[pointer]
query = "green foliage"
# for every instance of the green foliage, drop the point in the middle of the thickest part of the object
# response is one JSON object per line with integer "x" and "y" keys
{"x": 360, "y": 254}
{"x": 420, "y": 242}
--------
Line by line, the listing above is to be transcribed exactly.

[pointer]
query = "green foliage"
# for every instance of the green foliage, drop the point in the middle of the thickest part of the object
# response is one JSON object per line with integer "x" and "y" keys
{"x": 360, "y": 254}
{"x": 420, "y": 242}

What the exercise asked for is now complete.